---------- RECORDS SHOWN
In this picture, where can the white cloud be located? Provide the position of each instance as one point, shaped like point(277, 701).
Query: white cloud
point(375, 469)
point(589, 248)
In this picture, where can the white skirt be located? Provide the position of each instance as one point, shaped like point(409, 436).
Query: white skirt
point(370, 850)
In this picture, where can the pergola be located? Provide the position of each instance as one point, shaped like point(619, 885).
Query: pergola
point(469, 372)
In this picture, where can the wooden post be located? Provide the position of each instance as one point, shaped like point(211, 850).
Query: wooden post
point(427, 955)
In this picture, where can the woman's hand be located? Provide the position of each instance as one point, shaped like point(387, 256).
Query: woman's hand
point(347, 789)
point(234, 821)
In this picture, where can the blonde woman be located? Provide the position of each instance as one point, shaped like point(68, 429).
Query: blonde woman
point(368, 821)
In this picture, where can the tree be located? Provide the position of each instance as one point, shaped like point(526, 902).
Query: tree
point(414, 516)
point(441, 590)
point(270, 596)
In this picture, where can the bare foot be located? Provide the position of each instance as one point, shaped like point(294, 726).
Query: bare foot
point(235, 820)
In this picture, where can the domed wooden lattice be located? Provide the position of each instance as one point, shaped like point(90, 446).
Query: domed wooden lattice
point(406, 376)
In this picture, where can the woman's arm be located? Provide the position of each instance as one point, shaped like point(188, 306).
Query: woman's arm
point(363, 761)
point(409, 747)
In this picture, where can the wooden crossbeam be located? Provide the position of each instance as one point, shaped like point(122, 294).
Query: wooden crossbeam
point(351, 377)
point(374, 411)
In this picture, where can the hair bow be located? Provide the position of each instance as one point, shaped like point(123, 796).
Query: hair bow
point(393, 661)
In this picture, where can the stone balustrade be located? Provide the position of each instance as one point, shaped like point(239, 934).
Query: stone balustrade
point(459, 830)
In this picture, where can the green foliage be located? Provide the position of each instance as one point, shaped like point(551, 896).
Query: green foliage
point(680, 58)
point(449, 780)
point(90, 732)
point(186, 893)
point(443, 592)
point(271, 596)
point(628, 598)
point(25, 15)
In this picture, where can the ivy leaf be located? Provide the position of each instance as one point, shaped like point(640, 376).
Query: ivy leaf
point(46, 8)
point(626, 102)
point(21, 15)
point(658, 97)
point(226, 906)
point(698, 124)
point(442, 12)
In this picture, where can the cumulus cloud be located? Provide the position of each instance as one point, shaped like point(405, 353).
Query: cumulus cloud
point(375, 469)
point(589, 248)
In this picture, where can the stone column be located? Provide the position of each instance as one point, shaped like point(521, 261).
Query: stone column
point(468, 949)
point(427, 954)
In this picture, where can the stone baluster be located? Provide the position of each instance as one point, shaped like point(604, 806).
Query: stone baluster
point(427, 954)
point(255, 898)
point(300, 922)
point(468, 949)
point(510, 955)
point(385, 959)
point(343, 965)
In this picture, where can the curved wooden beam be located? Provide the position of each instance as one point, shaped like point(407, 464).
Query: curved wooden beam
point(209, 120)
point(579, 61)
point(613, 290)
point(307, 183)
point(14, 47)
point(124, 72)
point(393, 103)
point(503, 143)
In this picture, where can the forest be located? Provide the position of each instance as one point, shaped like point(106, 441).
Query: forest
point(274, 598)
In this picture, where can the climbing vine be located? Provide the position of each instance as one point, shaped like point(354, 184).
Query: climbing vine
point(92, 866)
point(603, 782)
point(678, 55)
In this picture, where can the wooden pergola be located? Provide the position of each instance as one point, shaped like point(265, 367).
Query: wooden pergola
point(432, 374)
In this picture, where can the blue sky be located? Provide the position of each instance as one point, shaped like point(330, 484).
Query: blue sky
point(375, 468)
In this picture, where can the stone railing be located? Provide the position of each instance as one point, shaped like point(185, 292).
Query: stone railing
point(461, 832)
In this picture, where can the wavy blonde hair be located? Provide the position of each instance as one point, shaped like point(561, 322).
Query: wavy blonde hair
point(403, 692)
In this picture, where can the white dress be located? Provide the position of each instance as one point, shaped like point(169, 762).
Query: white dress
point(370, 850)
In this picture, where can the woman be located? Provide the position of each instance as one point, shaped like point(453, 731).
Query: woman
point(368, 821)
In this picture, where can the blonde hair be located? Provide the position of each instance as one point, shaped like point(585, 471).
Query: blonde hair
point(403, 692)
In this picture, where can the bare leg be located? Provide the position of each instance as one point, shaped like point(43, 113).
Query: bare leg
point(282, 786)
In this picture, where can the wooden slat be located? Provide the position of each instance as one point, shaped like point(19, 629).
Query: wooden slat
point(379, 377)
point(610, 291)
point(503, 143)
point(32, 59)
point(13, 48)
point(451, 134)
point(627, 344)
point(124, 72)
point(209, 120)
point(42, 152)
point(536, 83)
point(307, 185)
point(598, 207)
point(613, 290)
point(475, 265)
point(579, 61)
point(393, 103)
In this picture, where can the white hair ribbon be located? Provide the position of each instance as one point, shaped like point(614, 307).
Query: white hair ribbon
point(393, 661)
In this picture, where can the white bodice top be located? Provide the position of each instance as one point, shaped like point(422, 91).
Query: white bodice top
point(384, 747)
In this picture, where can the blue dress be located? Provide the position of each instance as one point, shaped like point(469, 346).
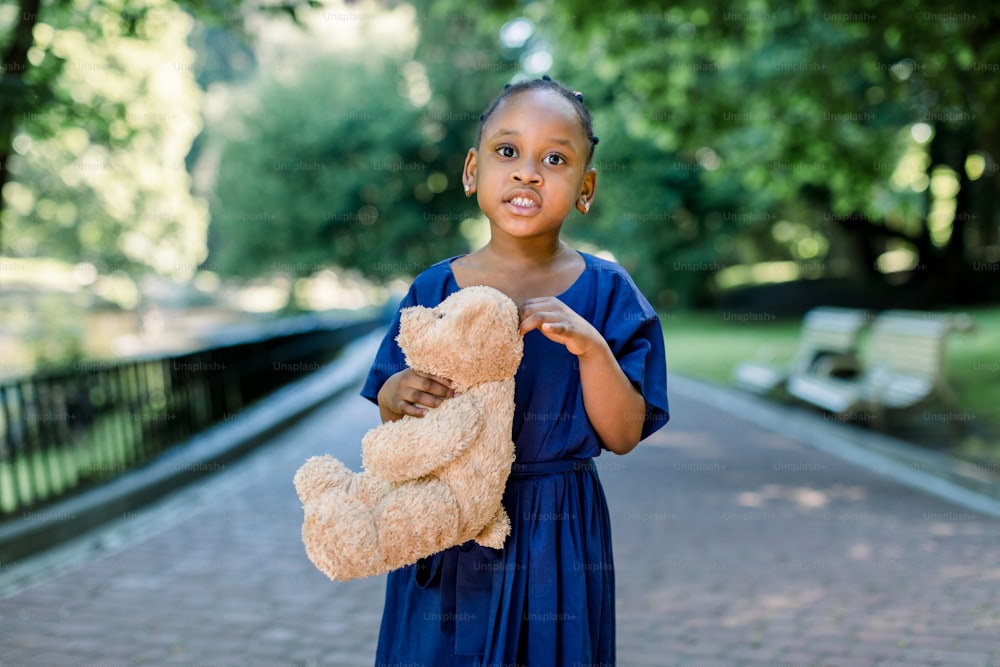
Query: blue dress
point(547, 598)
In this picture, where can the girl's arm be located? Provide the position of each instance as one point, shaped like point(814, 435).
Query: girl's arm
point(614, 406)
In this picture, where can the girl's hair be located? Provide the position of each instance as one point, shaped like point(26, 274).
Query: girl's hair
point(545, 83)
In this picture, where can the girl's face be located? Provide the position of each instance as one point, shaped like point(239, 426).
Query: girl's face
point(530, 169)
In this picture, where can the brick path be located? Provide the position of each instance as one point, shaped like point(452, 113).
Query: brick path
point(734, 546)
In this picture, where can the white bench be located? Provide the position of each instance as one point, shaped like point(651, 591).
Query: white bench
point(905, 367)
point(827, 348)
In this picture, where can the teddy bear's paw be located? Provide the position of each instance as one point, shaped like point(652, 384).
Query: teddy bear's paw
point(341, 539)
point(319, 475)
point(495, 533)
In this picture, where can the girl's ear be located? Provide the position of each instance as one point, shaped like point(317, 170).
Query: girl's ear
point(587, 191)
point(469, 172)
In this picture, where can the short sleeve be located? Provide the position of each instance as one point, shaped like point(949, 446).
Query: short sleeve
point(635, 337)
point(389, 359)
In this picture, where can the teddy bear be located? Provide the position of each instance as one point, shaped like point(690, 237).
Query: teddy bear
point(429, 482)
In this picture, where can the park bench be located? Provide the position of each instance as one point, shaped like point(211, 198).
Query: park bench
point(904, 367)
point(827, 348)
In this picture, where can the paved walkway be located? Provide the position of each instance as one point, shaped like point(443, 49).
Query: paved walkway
point(734, 546)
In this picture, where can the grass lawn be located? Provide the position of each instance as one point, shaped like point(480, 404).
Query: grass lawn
point(707, 346)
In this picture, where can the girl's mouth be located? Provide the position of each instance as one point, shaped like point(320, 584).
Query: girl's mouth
point(523, 204)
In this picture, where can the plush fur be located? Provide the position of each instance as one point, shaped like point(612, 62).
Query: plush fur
point(430, 482)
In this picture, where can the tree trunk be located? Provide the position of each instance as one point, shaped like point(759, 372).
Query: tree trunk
point(13, 91)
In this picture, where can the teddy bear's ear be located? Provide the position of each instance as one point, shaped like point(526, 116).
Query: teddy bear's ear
point(413, 321)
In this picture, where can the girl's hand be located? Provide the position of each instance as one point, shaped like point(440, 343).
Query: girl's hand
point(559, 323)
point(411, 393)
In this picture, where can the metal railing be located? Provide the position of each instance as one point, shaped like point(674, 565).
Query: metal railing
point(63, 433)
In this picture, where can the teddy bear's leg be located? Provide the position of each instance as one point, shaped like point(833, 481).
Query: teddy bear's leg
point(340, 536)
point(320, 474)
point(496, 531)
point(416, 519)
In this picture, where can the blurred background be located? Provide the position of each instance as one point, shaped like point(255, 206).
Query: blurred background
point(176, 171)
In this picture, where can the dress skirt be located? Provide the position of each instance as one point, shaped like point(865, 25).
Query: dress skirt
point(547, 598)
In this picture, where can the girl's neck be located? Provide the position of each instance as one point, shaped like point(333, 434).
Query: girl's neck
point(536, 253)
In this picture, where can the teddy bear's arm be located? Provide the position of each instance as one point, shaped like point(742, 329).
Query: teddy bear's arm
point(416, 446)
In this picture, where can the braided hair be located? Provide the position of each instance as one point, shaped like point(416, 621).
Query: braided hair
point(545, 83)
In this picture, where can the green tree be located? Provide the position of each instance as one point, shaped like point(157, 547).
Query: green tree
point(868, 125)
point(310, 177)
point(97, 111)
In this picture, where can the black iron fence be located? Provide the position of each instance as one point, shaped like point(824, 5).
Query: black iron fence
point(62, 433)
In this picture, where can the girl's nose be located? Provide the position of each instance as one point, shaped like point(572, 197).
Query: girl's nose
point(527, 172)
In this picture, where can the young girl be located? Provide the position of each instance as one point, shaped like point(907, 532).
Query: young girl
point(593, 377)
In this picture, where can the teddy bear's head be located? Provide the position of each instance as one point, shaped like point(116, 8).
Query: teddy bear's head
point(470, 337)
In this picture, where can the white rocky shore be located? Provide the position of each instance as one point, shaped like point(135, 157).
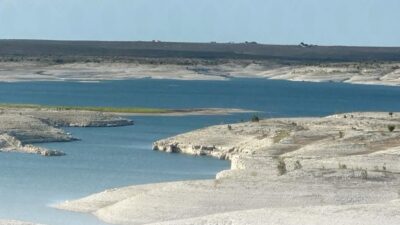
--------------------
• [EXERCISE]
Please copy out, word for word, the lines of the entries above, starting at the line that contains "In this picture, where can the short" and ending with the line that contains "point(13, 91)", both included.

• [REPLY TO THE EXERCISE]
In this picture, where can the short sleeve be located? Provide the position of each instance as one point, shaped like point(949, 446).
Query: short sleeve
point(635, 337)
point(389, 359)
In this picture, where can the teddy bear be located? Provide the position of each instance as one point, shaped like point(690, 237).
Query: teddy bear
point(429, 482)
In this picture, where can the park bench be located? Provide the position of each instance as one point, shaped like point(211, 198).
Query: park bench
point(904, 367)
point(827, 348)
In this picture, where can the paved walkway be located? Provide the position of each instance as one point, shaped like point(443, 49).
Query: paved walkway
point(734, 546)
In this picture, where can the grass lawn be located? Provide the position of each instance as one point, shaped like point(480, 404).
Query: grass lawn
point(707, 346)
In this picture, where can the girl's mouth be located? Provide the position of each instance as one point, shaped like point(320, 584).
Query: girl's mouth
point(523, 204)
In this picture, where can the plush fur be located? Provide the position of each instance as one point, shaped like point(612, 62).
Query: plush fur
point(430, 482)
In this picture, where can the tree trunk be located? Provide the position of each instance as one point, shaped like point(759, 372).
Query: tree trunk
point(13, 91)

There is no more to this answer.